> **SELECTED EXCERPT**
Why it stands out:  Elliot.  He is as lovable and charming as he is emotionally conflicted and flawed.  We meet him as a sweet, precocious boy growing up in Harlem with his young, single mother, an ill-equipped parent who suffers from a co-dependency on a string of deadbeat-boyfriends.  As we jump forward to Elliot’s adult years, his strained relationship with his mother and deeply rooted childhood fears and dreams continue to play a role in how he pursues love.   How else do I put it, I’ve never seen as real of a depiction of a ‘gay cholo’.  I enjoyed the romantic dalliances – especially the steamy love scenes, the old school mano-a-mano fights on the street, and the drama that while zany, eschews any of the flamboyant queen diva archetypes or melodrama we’ve seen associated with gays before.   Like Mosquita y Mari (next on the list) the gay Latino niche has huge potential.  For years, gay representation has been relegated to background or one dimensional characters, or lead roles in a serious coming out/AIDs dramas.  But what about mainstream genres like romantic comedies?   When a film like Elliot Loves comes around, no wonder it is fiercely celebrated by the gay community and film festival circuit.  At the end of the day though, the storyline’s universal resonance (looking for love) is what hits a chord with gay AND straight audiences alike.

Trailer:

Where to see it now:  Elliot Loves sold for worldwide distribution to TLA last May.  Thanks to the successful Kickstarter campaign during production, distributors had been tracking the film early on. Now available on DVD, Amazon and iTunes!  A major cable broadcast expected Summer 2013 followed by Netflix debut.  You can also request a screening at your local theater through Tugg.

> **DIRECTION 1**
Retype the passage of the Elliot Loves review that opens with the words containing "Where to see" and closes with "theater through Tugg.".
> **DIRECTION 2**
According to the Elliot Loves review, which company bought the film for worldwide distribution?
> **DIRECTION 3**
Carry on writing the Elliot Loves review, picking up after its final sentence.
The data further down plays no part in this.

> **PROVIDED MATERIAL**
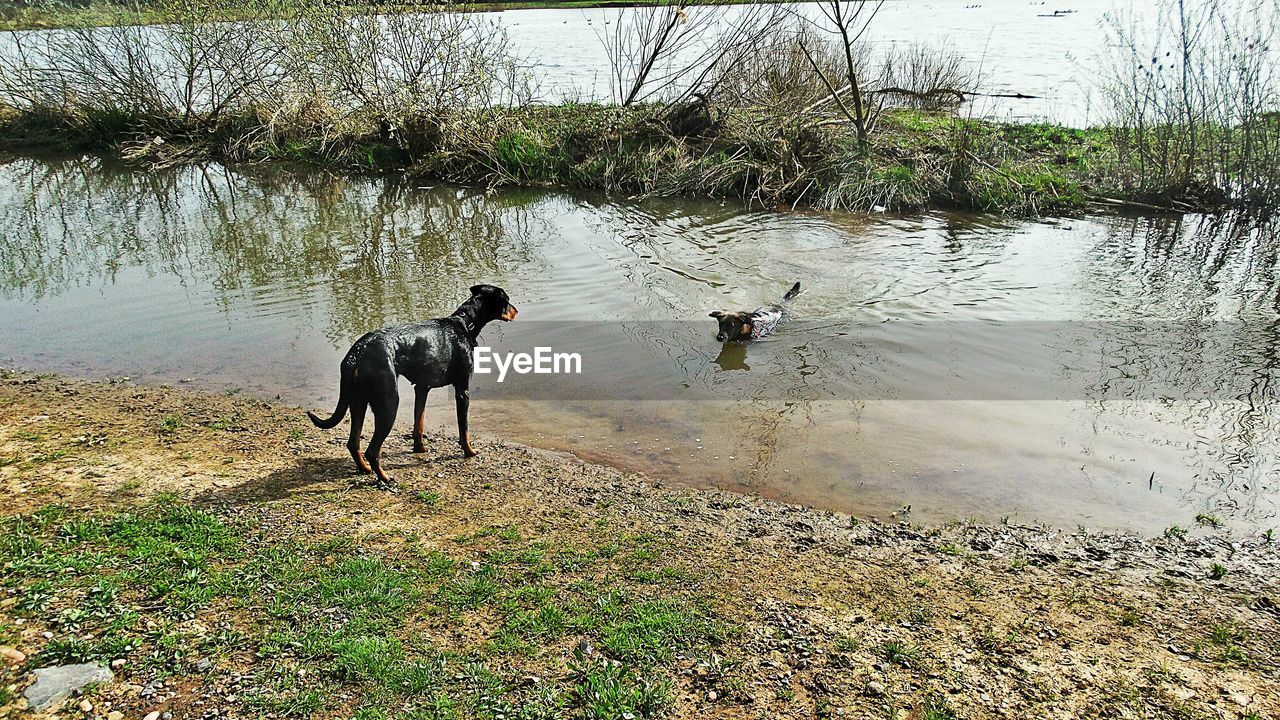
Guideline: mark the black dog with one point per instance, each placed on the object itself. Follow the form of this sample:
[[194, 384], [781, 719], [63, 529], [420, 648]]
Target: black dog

> **FINAL RESULT 1**
Where to see it now:  Elliot Loves sold for worldwide distribution to TLA last May.  Thanks to the successful Kickstarter campaign during production, distributors had been tracking the film early on. Now available on DVD, Amazon and iTunes!  A major cable broadcast expected Summer 2013 followed by Netflix debut.  You can also request a screening at your local theater through Tugg.

> **FINAL RESULT 2**
TLA

> **FINAL RESULT 3**
"Mosquita"
“Mosquita”

2. Mosquita y Mari – written and directed by Aurora Guerrero (Chicana from the Bay, film shot in LA)

Festivals: A whopping 110 festivals, both mainstream and queer including Sundance (world premiere), San Francisco International, Seattle, Sarasota, Melbourne, Sao Paolo….

Why it stands out:  I’ve long wanted to articulate that extra magical ingredient and feeling you get when you watch something and find it so incredibly in tune with a part of you.  As a first generation Mexican-American I find many of these moments related in Mosquita y Mari.  The log line seems simple enough; Two high school Chicanas, one square, one street, make friends and come of age in LA.   The palpable emotion and sensitivity in portraying adolescent romance, sexual impulses and tensions with parents who shoulder you with the heavy pressure of achieving a better life on behalf of all your ancestors, drives the heart and veracity of the story. The way they talk, look, the music they listen to, is all me.  I’m sure I’m not the only chicanita who feels that way either.  When film speaks to you on a specific level – it’s a wonderful feeling of connectedness. Again, early awareness helps; Guerrero worked on getting this film made for several years, reaching out and applying to as many non-profit partners for assistance, including Sundance Institute’s Native Screenwriters lab and San Francisco Film Society’s robust year round Filmmaker grants.  Combined with her Kickstarter campaign launched while finishing production, the film attracted attention early on, making it easier for film festivals to track.  Guerrero is currently at work with her next feature, Los Valientes which recently obtained a grant from San Francisco Film Society.

"Mari"
“Mari”

Where to see it now: DVD/internet/broadcast rights sold to Wolfe Releasing earlier this year.  Let the filmmakers know you want to see it!  Express your interest on their film site to purchase a DVD  (late 2013) and or request a screening of the film near you.  This information will help their ongoing self-release theatrical strategy in partnership with Film Collaborative a non-profit film distribution/consultant outfit catering to specialty releases that is helping the film book theaters and educational outlets.  HBO broadcast also in the future late 2013.

Links:  Facebook, Twitter, Website

Poster designed by Sonny Kay.  Click on image to see more of his badass art
Poster designed by Sonny Kay. Click on image to see more of his badass art

1.  Los Chidos, written and directed by Omar Rodriguez Lopez (Puerto-Rican, grew up in El Paso, shot the film in Mexico, citizen of the world)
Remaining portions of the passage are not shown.